▶ **SELECTED EXTRACT**
+++

This updating of the traditional Frankenstein tale was scripted by H.E. Barrie, and was surprisingly violent and gory for its day, even if it remains laughably unscary. The main gimmick is that the grandson of the original mad doctor, here shortening his name to an undercover alias, has created a female monster, and not only that but there is more than one. The first is poor old Trudy, after Frank slips the drug he and Carter are working on into her drink - at least he's not testing it on animals, eh? Anyway, when Trudy gets a taste of this noxious potion, she has to go for a lie down, whereupon she grows fangs, big eyebrows and a thousand yard stare (or maybe it's the ping pong ball eyes?).

After Trudy terrorises the neighbourhood, emphasis shifts onto the currently headless body stitched together from human parts in Frank's secret room. Our mad scientist is an unlovely soul himself, who can barely restrain himself in the company of attractive women, practically forcing himself on Trudy (when she's not a monster, of course), and what he does with Suzie could be seen as attempted rape. It's as if his twisted science is infecting his desires, too, but the woman he creates is somewhat less than feminine - in fact, he's a bloke dressed up. Not dressed as a woman, either, truly nobody could mistake this brute for a lady except, it seems, the characters in this film. He's not even wearing a dress! A spot of lipstick and that's your lot!

The reason for this gender disaster would appear to be, as legend would have it, a behind the scenes mixup with the makeup, but really all that is needed is a shambling monster and that's all you get. It goes on a largely unseen rampage after Frank finds a head for it, courtesy of the hapless Suzie who he has previously mown down in his car. Meanwhile, Trudy and even Carter's suspicions are being raised, so Trudy's boyfriend throws a party where nobody can dance properly, and Harold Lloyd Jr breaks out into less than welcome song. Trudy's boyfriend, who saves the day as a matter of course, is John Ashley, obviously preparing himself for the later horrors in his career; no, not Frankie Avalon, I mean those trashy Filipino movies, as Frankenstein's Daughter is pretty trashy itself. What can you expect from a film where the monster is (supposedly) female because women are more used to taking orders than men? That's Frank's opinion at any rate. Music by Nicholas Carras.

+++

▶ **AIM OF THE EXERCISE**
Can you extract the passage of the Frankenstein's Daughter review between "This updating of" and "pong ball eyes?).", inclusive, copying it word for word?

▶ **DATASET**
+++

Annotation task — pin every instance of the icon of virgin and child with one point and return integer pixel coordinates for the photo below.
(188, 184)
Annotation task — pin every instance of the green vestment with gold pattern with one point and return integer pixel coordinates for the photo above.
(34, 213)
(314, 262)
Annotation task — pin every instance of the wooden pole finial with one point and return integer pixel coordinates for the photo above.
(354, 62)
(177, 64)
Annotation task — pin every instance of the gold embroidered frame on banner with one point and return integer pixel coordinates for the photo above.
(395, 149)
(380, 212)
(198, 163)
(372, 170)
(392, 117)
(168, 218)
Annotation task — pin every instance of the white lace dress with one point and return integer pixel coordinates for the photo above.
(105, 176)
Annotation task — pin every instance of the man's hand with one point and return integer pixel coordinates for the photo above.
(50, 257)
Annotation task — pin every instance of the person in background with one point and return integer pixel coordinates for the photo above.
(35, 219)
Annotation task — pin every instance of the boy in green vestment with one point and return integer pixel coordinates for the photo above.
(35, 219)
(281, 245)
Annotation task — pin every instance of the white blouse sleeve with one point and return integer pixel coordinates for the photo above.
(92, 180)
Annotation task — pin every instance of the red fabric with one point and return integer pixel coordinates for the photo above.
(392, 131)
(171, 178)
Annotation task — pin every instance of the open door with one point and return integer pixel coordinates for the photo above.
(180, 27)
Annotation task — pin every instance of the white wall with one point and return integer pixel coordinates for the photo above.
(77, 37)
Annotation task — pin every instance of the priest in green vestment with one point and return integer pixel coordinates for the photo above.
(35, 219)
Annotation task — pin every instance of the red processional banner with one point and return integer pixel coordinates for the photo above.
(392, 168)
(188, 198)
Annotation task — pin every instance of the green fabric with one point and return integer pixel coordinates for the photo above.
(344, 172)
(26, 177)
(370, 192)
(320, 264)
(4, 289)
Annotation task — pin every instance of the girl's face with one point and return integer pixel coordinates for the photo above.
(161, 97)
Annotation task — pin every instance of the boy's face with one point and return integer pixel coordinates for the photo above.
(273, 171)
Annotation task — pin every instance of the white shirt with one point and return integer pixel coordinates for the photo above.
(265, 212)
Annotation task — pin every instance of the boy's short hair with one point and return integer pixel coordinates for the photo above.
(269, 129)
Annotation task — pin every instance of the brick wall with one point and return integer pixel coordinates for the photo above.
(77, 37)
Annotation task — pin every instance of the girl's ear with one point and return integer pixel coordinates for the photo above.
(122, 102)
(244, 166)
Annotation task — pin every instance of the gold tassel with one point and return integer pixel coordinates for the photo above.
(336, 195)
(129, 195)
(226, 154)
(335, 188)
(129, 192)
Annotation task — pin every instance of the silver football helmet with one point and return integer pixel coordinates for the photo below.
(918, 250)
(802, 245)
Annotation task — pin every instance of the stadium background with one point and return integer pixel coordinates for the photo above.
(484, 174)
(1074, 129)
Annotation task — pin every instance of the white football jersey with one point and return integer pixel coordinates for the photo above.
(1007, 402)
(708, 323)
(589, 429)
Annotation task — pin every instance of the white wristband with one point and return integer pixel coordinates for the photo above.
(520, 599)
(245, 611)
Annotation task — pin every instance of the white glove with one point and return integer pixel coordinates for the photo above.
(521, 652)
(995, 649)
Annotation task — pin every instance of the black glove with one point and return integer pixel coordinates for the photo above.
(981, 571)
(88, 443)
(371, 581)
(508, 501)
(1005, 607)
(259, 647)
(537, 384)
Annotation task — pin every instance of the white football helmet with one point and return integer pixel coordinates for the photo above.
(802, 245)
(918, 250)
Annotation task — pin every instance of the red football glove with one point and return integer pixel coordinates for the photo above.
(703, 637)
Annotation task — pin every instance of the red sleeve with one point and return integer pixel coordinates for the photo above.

+++

▶ **WRITTEN RESPONSE**
This updating of the traditional Frankenstein tale was scripted by H.E. Barrie, and was surprisingly violent and gory for its day, even if it remains laughably unscary. The main gimmick is that the grandson of the original mad doctor, here shortening his name to an undercover alias, has created a female monster, and not only that but there is more than one. The first is poor old Trudy, after Frank slips the drug he and Carter are working on into her drink - at least he's not testing it on animals, eh? Anyway, when Trudy gets a taste of this noxious potion, she has to go for a lie down, whereupon she grows fangs, big eyebrows and a thousand yard stare (or maybe it's the ping pong ball eyes?).